[Items stored from a collection]
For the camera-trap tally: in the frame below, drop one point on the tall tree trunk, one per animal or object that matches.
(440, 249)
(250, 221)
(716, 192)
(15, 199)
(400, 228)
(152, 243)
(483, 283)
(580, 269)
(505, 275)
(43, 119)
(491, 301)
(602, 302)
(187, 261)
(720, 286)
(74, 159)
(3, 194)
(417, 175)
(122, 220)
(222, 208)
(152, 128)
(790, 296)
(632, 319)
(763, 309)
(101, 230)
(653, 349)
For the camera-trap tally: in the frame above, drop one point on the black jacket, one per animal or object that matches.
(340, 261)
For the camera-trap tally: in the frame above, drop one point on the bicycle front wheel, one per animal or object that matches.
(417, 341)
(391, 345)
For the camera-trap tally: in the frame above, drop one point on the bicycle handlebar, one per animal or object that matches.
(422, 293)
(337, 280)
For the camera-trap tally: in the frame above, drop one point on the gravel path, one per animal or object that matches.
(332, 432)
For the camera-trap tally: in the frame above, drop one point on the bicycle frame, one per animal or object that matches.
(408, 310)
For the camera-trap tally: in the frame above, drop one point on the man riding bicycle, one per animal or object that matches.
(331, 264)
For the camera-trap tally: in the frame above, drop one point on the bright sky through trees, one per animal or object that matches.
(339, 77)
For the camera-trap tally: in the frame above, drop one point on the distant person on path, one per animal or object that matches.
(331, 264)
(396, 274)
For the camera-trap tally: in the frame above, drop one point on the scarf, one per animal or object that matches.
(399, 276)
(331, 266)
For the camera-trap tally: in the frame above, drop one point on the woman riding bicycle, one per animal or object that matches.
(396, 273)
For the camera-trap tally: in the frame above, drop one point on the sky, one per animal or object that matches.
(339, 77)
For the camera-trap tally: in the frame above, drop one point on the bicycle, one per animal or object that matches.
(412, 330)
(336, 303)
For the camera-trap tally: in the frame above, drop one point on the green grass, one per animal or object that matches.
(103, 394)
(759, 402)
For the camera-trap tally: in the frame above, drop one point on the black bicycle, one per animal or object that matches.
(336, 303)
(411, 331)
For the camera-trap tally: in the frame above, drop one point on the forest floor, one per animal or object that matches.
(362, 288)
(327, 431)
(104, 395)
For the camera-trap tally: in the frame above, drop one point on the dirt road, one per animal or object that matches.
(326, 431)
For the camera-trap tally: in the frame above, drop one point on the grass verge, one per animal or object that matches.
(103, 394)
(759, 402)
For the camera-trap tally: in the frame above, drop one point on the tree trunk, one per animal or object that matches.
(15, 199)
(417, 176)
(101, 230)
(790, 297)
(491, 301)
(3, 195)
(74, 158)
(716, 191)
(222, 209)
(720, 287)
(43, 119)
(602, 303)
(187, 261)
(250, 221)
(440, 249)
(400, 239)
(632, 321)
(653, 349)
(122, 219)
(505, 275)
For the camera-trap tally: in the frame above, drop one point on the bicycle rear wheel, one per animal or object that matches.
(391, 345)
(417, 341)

* _Challenge_: Copy all of the entries above word for word, without changing anything.

* _Complete output_:
For the camera-trap tally: in the frame below, drop one point on the tall tree trunk, one per animal or object that matches.
(440, 249)
(250, 221)
(716, 192)
(15, 199)
(400, 228)
(152, 243)
(483, 283)
(580, 269)
(505, 275)
(43, 119)
(491, 301)
(602, 302)
(187, 261)
(720, 286)
(74, 159)
(3, 194)
(417, 175)
(122, 220)
(222, 208)
(152, 128)
(790, 296)
(632, 319)
(763, 309)
(101, 230)
(653, 349)
For the camera-trap tally: in the frame above, drop one point on the black jacket, one per animal or object that matches.
(340, 261)
For the camera-trap tally: in the frame above, drop one point on the bicycle front wheel, one per animal or object that matches.
(417, 341)
(391, 345)
For the camera-trap tally: in the frame above, drop one point on the bicycle handlebar, one per animal or object that matches.
(422, 293)
(337, 280)
For the camera-trap tally: in the frame above, drop one point on the gravel path, one per animal or object that matches.
(332, 432)
For the camera-trap tally: in the frame above, drop one point on the bicycle frame, one per animal or object that matches.
(408, 310)
For the camera-trap tally: in the frame above, drop one point on the man riding bicycle, one per animal or object that matches.
(331, 264)
For the camera-trap tally: in the frame above, drop one point on the bright sky through trees, one per animal or object that matches.
(339, 77)
For the camera-trap tally: in the frame above, drop one point on the distant person on path, one per animal or object that matches.
(331, 264)
(396, 274)
For the camera-trap tally: in the frame above, drop one point on the scarf, one per animal or object that matches.
(399, 276)
(331, 266)
For the camera-trap tally: in the frame above, drop one point on the woman riding bicycle, one per animal or object that matches.
(396, 273)
For the camera-trap tally: in the frame above, drop one point on the sky, one per animal or object that matches.
(339, 77)
For the camera-trap tally: in the frame above, drop one point on the bicycle, one per animal or object that matches.
(412, 330)
(336, 303)
For the camera-trap tally: in the frame above, drop one point on the green grass, one per animal or object that matches.
(103, 394)
(759, 402)
For the camera-trap tally: in the frame above, drop one point on the black bicycle, one per animal or object that matches.
(336, 303)
(411, 331)
For the camera-trap tally: in the frame above, drop one point on the forest floor, one per animal or object that matches.
(362, 288)
(327, 431)
(104, 395)
For the camera-trap tally: in the frame above, drop one point on the dirt road, one per animal or object that matches.
(326, 431)
For the camera-trap tally: in the frame above, drop one point on the grass verge, one per animal or object that matches.
(103, 394)
(759, 402)
For the camera-trap tally: in the frame above, drop one point on the tree trunk, one per animal or object that matches.
(15, 199)
(417, 176)
(101, 230)
(790, 297)
(491, 301)
(3, 195)
(74, 158)
(716, 191)
(222, 209)
(720, 287)
(43, 119)
(602, 303)
(187, 261)
(250, 221)
(440, 249)
(400, 239)
(632, 321)
(653, 349)
(122, 219)
(505, 275)
For the camera-trap tally: in the frame above, drop one point on the bicycle rear wheel, one per animal or object that matches.
(391, 345)
(417, 341)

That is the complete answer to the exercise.